• [Problem requirements]
List each line of the records below that contains the word "white". Case counts, so only exact matches qualify.

• [Data lines]
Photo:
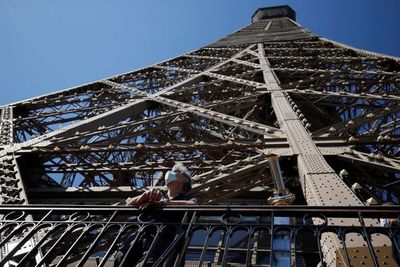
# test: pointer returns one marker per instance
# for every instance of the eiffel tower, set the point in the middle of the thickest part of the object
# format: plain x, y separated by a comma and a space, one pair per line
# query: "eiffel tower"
271, 120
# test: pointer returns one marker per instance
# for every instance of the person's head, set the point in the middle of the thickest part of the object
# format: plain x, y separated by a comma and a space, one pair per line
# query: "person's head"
178, 178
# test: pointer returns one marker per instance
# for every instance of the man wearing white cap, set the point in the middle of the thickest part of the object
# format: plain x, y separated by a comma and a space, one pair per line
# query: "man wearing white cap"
178, 183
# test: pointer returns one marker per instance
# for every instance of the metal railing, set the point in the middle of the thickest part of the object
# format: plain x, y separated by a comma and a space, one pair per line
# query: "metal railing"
33, 235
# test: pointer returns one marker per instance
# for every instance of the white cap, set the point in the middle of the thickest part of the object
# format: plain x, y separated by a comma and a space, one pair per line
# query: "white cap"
170, 176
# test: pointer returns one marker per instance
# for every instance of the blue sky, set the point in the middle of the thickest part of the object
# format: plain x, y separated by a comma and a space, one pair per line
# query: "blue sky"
46, 46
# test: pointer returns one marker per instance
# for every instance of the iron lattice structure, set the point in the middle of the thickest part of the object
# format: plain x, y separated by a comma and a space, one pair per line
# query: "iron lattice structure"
330, 112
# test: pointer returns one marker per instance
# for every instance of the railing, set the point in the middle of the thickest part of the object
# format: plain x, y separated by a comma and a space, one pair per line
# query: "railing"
194, 236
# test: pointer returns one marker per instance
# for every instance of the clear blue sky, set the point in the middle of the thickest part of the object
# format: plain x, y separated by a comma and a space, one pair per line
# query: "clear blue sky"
46, 46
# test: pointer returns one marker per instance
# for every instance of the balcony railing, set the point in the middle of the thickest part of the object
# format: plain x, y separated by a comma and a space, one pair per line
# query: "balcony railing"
197, 236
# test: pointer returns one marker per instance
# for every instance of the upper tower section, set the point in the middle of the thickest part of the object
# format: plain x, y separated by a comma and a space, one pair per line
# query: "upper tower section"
273, 12
267, 24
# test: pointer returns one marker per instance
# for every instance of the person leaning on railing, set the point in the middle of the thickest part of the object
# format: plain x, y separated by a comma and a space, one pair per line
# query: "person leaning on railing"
178, 182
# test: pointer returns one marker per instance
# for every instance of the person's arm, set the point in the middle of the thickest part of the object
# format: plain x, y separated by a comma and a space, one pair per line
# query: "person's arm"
182, 202
152, 195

• [Expected answer]
# for every instance of the man wearing white cap, set the point in the middle of the thickest part of the object
# query: "man wearing white cap"
# for every instance of the white cap, set the point in the middle of the thickest part of the object
# query: "white cap"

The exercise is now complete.